=== MATERIAL SHOWN ===
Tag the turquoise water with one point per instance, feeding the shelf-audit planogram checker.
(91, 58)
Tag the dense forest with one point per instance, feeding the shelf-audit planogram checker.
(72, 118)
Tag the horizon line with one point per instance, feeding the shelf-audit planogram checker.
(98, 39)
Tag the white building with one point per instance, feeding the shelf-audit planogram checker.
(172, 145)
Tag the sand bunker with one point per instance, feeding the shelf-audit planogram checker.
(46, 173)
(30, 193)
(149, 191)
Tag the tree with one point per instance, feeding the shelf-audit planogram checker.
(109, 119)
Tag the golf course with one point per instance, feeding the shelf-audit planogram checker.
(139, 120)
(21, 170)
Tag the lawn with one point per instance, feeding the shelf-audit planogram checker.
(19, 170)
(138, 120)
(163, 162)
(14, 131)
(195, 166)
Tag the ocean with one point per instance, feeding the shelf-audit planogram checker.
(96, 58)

==

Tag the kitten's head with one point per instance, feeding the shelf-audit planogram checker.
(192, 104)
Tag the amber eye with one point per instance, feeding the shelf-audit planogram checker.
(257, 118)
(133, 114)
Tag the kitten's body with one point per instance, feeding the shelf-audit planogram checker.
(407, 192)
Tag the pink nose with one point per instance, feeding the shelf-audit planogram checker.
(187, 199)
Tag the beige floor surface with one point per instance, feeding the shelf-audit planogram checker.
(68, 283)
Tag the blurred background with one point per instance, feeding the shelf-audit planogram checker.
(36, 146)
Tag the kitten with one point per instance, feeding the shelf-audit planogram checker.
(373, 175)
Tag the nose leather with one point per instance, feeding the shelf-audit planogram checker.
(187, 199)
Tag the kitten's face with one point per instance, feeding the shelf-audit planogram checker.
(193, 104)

=== TASK TO COMPLETE ===
Locate every line above that contains the word "nose" and copy each of those lines in full.

=== COMPLETE OUTPUT ===
Tag the pink nose with one point per instance, feeding the shelf-audit planogram checker.
Tag the nose leather with one point per instance, feeding the shelf-audit planogram checker.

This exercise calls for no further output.